## Document extract

+ + + + +

Hi!

First, thanks for picking this up, and improving the patch you inherited.


Then, just a few individual comments, not a complete review.

(As far as I concerned, and as far as relevant, these can be addressed
later, incrementally, of course.)


I understand right that this will address some aspects of PR90115
"OpenACC: predetermined private levels for variables declared in blocks"
(so please mention that one in the ChangeLog updates, and commit log),
but it doesn't address all of these aspects (and see also Cesar's list in
<http://mid.mail-archive.com/70d27ebd-762e-59a3-082f-48fa0c687212@codesourcery.com>),
and also not yet PR90114 "Predetermined private levels for variables
declared in OpenACC accelerator routines"?


On Fri, 7 Jun 2019 15:08:37 +0100, Julian Brown <jul...@codesourcery.com> wrote:
> --- a/gcc/config/nvptx/nvptx.c
> +++ b/gcc/config/nvptx/nvptx.c

> @@ -5237,6 +5248,10 @@ nvptx_file_end (void)
>      write_shared_buffer (asm_out_file, vector_red_sym,
>                        vector_red_align, vector_red_size);
>  
> +  if (gangprivate_shared_size)
> +    write_shared_buffer (asm_out_file, gangprivate_shared_sym,
> +                      gangprivate_shared_align, gangprivate_shared_size);

Curious, what is the reason that we maintain this '__gangprivate_shared'
variable on a per-file basis instead of on a per-function basis (with
names '__gangprivate_shared_[function]', or similar), which should make
it more obvious where each block of '.shared' memory belongs to?

+ + + + +

## Record excerpts

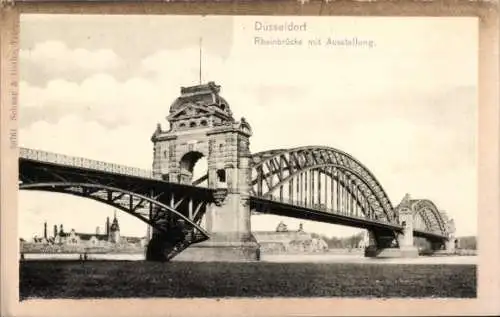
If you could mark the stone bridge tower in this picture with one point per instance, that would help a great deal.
(202, 125)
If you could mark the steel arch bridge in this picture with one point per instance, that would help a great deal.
(316, 183)
(329, 182)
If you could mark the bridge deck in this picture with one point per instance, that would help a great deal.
(42, 166)
(302, 211)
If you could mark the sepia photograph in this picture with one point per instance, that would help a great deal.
(190, 156)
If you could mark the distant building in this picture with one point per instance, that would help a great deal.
(282, 240)
(111, 237)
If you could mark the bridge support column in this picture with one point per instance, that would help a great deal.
(228, 219)
(450, 245)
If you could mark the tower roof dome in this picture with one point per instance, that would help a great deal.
(205, 95)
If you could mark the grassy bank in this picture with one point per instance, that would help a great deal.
(108, 279)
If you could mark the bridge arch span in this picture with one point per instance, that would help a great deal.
(430, 215)
(272, 169)
(146, 209)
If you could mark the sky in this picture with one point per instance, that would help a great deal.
(405, 107)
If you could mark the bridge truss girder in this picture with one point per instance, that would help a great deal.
(272, 169)
(157, 203)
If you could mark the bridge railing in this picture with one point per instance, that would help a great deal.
(81, 162)
(324, 208)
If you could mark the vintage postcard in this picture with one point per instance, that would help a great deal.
(247, 157)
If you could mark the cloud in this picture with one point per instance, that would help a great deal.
(57, 57)
(396, 108)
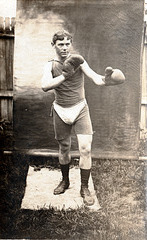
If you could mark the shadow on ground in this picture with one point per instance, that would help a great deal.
(120, 188)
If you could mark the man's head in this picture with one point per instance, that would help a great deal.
(62, 41)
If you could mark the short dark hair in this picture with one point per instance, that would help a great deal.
(60, 35)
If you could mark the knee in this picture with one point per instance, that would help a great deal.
(64, 145)
(85, 150)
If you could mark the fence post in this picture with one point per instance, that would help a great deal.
(1, 24)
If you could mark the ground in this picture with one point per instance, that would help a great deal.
(120, 187)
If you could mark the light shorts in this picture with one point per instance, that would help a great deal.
(82, 125)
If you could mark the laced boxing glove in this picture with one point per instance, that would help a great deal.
(113, 76)
(71, 64)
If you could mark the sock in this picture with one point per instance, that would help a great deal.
(85, 174)
(65, 171)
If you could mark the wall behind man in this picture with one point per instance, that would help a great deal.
(106, 33)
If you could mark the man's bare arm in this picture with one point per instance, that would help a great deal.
(96, 78)
(47, 81)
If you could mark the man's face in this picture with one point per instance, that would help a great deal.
(63, 47)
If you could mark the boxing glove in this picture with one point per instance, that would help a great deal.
(71, 64)
(113, 76)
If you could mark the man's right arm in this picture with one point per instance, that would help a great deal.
(47, 81)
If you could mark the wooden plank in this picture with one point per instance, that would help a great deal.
(5, 35)
(2, 65)
(7, 25)
(10, 110)
(1, 24)
(9, 47)
(4, 109)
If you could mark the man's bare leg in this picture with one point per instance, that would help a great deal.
(64, 160)
(85, 163)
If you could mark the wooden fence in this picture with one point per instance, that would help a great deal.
(6, 68)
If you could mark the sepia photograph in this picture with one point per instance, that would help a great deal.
(73, 119)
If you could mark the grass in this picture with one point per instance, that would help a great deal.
(120, 188)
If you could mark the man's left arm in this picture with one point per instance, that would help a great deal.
(112, 76)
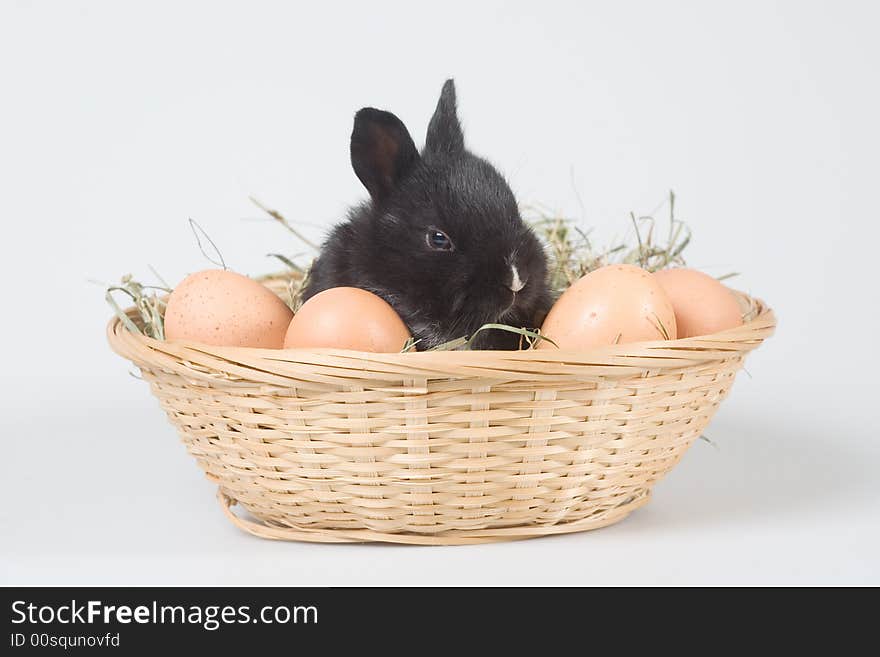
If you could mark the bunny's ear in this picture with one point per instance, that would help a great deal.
(444, 131)
(382, 152)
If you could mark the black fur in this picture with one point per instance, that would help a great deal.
(440, 294)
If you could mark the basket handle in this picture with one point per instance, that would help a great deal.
(470, 537)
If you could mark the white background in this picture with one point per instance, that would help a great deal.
(118, 121)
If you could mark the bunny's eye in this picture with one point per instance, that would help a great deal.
(438, 240)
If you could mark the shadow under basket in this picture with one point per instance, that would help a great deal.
(438, 448)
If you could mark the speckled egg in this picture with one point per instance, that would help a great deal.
(347, 318)
(611, 305)
(702, 304)
(226, 309)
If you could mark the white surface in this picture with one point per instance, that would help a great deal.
(119, 122)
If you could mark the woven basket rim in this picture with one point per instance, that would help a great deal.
(200, 360)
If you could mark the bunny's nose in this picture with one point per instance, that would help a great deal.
(516, 283)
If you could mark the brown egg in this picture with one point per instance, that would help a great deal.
(347, 318)
(612, 305)
(702, 305)
(226, 309)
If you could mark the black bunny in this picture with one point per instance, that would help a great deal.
(441, 238)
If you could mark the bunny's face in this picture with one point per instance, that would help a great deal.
(454, 228)
(441, 239)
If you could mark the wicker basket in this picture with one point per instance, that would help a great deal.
(439, 447)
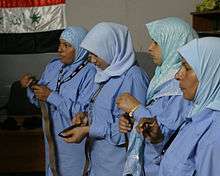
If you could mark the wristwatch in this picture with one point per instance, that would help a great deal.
(132, 111)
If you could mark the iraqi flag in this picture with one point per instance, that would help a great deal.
(31, 26)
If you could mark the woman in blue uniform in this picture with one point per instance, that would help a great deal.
(112, 52)
(164, 97)
(66, 86)
(195, 150)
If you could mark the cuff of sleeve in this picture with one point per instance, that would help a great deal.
(30, 93)
(97, 131)
(54, 99)
(141, 112)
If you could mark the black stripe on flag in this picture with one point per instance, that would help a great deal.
(27, 43)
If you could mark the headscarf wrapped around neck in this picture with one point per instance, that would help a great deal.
(111, 42)
(203, 55)
(75, 35)
(170, 33)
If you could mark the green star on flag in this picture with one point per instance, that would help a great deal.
(35, 18)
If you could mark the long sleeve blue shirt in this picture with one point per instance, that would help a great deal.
(195, 150)
(170, 113)
(108, 152)
(73, 97)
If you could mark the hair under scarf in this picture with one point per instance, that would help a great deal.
(203, 55)
(75, 35)
(111, 42)
(170, 34)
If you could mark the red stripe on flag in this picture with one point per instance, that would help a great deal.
(28, 3)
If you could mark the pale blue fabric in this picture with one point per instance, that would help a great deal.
(134, 161)
(204, 57)
(170, 34)
(195, 150)
(75, 35)
(170, 112)
(114, 46)
(107, 153)
(112, 42)
(73, 97)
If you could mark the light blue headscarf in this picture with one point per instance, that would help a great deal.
(111, 42)
(203, 55)
(170, 34)
(75, 35)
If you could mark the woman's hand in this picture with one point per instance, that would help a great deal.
(150, 129)
(26, 80)
(41, 92)
(76, 135)
(127, 102)
(80, 119)
(125, 125)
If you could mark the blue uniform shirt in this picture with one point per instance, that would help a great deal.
(74, 97)
(107, 153)
(195, 150)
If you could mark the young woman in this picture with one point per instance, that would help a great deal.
(112, 53)
(195, 150)
(164, 97)
(65, 86)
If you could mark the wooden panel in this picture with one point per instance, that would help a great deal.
(207, 23)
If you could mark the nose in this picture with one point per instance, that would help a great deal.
(179, 75)
(60, 48)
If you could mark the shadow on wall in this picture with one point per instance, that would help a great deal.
(13, 66)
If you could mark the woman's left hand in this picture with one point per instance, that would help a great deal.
(127, 102)
(41, 92)
(150, 129)
(76, 135)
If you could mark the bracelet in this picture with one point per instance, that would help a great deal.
(132, 111)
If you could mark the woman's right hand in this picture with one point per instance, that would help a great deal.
(26, 80)
(150, 129)
(127, 102)
(80, 119)
(125, 124)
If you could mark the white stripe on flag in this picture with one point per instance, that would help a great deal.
(32, 19)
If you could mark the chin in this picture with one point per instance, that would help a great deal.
(188, 97)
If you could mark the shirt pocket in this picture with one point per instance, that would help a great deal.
(186, 168)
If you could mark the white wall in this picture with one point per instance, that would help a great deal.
(133, 13)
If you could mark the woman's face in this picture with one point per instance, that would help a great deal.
(66, 52)
(97, 61)
(154, 51)
(188, 80)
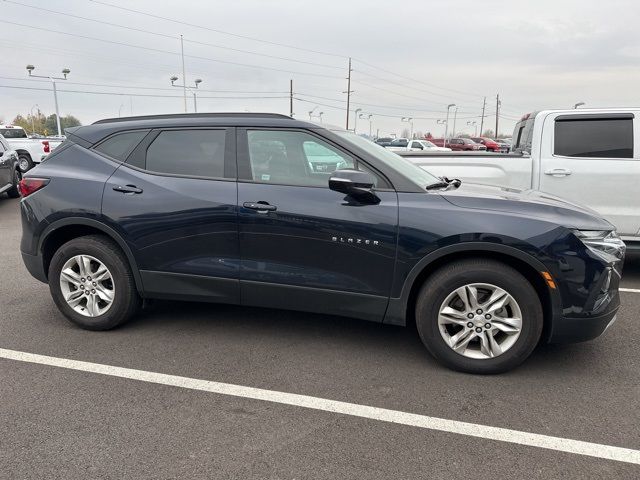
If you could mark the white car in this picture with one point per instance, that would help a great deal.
(30, 150)
(406, 145)
(588, 156)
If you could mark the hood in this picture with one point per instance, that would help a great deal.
(527, 203)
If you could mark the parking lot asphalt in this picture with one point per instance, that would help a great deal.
(60, 423)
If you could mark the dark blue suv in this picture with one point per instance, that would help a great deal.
(264, 210)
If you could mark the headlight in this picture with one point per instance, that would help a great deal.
(605, 244)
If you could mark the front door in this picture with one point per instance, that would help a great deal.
(591, 159)
(304, 246)
(174, 201)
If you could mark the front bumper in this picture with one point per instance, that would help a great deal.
(571, 330)
(34, 266)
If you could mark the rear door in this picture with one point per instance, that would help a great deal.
(593, 160)
(304, 246)
(174, 201)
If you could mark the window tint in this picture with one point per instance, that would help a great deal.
(198, 153)
(293, 158)
(119, 146)
(594, 137)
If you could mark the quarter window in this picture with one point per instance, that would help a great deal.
(198, 153)
(120, 146)
(293, 158)
(594, 137)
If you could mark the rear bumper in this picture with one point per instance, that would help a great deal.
(34, 266)
(572, 330)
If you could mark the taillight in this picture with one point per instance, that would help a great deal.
(29, 185)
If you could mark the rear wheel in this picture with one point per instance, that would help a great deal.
(92, 284)
(24, 162)
(13, 192)
(479, 316)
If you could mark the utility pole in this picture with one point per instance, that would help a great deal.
(497, 113)
(348, 92)
(184, 76)
(291, 98)
(484, 104)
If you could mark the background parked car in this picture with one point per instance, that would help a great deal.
(459, 144)
(384, 141)
(416, 146)
(30, 150)
(492, 145)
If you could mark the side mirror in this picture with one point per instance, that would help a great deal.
(354, 183)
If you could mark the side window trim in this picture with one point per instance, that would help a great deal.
(137, 158)
(244, 173)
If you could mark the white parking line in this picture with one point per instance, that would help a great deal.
(630, 290)
(374, 413)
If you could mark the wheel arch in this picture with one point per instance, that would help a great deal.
(61, 231)
(402, 310)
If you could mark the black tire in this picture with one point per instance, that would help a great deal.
(452, 276)
(13, 192)
(24, 162)
(126, 300)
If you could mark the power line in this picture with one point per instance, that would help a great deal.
(168, 52)
(172, 37)
(222, 32)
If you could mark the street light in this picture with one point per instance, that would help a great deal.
(409, 120)
(33, 128)
(446, 124)
(65, 72)
(191, 89)
(355, 120)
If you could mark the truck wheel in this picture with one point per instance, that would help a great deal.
(479, 316)
(13, 192)
(92, 284)
(24, 162)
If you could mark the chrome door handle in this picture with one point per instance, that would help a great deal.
(260, 207)
(557, 172)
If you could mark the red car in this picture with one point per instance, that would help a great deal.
(492, 145)
(459, 144)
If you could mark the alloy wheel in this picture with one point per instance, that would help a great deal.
(480, 321)
(87, 285)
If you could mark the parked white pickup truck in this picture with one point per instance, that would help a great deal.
(30, 150)
(588, 156)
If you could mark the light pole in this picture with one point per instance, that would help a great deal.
(446, 123)
(65, 72)
(192, 90)
(33, 128)
(355, 119)
(409, 120)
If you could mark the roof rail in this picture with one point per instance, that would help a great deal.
(192, 115)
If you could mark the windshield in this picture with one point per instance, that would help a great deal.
(13, 133)
(390, 159)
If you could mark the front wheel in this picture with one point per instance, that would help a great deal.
(479, 316)
(92, 284)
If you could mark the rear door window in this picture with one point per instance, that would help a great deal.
(120, 146)
(594, 137)
(194, 153)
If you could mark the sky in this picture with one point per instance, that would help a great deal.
(409, 60)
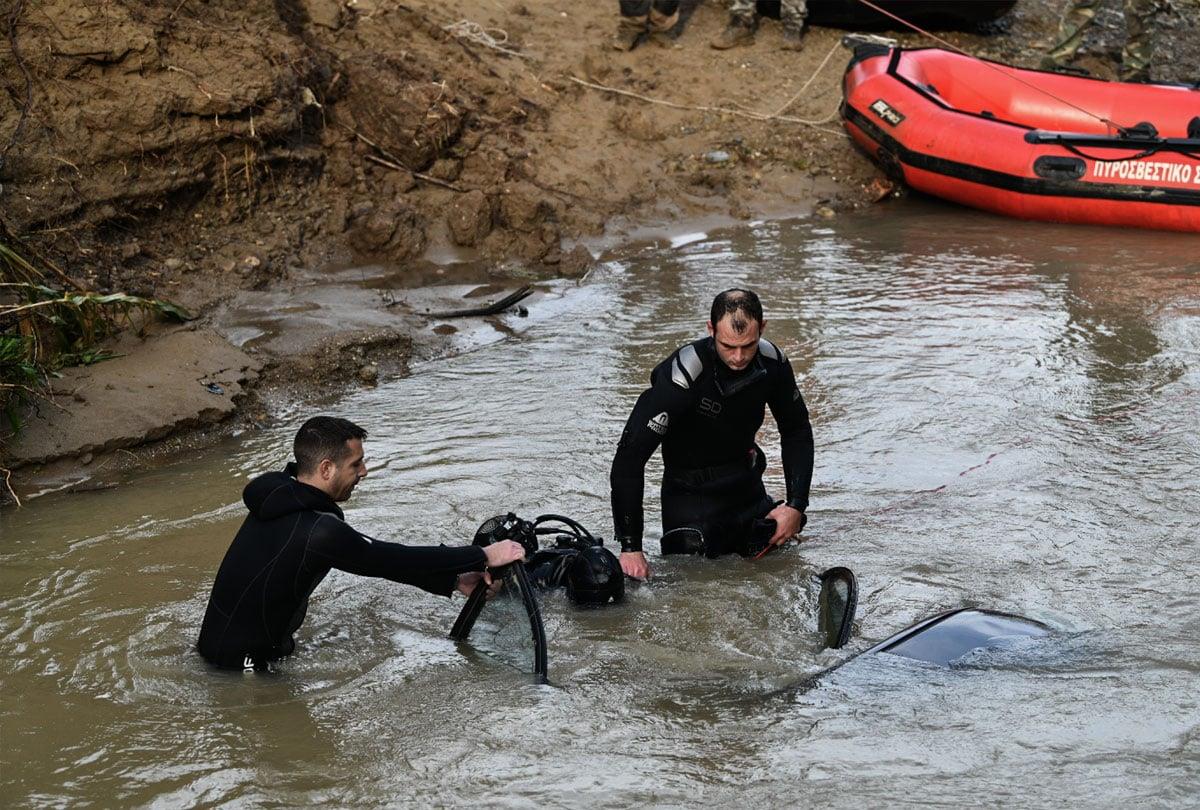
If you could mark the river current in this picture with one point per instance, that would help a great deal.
(1005, 414)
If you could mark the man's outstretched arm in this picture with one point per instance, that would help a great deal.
(435, 569)
(796, 442)
(648, 423)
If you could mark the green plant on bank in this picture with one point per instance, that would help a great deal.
(47, 325)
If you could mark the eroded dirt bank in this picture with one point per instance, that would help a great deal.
(202, 149)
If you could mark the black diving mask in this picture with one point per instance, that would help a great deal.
(731, 382)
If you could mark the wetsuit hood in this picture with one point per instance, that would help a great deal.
(276, 495)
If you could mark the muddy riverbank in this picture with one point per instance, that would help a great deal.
(249, 159)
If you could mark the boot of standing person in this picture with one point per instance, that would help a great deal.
(635, 16)
(743, 23)
(664, 17)
(792, 15)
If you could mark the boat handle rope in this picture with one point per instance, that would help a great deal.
(1145, 153)
(994, 67)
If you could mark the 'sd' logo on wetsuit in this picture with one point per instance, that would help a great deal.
(883, 109)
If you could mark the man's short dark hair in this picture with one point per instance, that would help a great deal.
(324, 437)
(742, 305)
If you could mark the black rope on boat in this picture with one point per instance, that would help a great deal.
(951, 46)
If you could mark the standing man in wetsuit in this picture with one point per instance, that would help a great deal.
(295, 533)
(706, 405)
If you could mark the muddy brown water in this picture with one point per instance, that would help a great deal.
(1006, 415)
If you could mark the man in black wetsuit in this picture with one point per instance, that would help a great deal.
(706, 405)
(295, 533)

+ + + + +

## Problem set
A) Reproduce the stretch of the patch review message from "On Fri, 7 Jun" through "-5237,6 +5248,10 @@ nvptx_file_end (void)" word for word.
B) Return every line of the records that contains the string "right", matching case exactly.

## Per-task answers
A)
On Fri, 7 Jun 2019 15:08:37 +0100, Julian Brown <jul...@codesourcery.com> wrote:
> --- a/gcc/config/nvptx/nvptx.c
> +++ b/gcc/config/nvptx/nvptx.c

> @@ -5237,6 +5248,10 @@ nvptx_file_end (void)

B)
If you could mark the man's right arm in this picture with one point per instance, that would help a great deal.
If you could mark the woman's right hand in this picture with one point per instance, that would help a great deal.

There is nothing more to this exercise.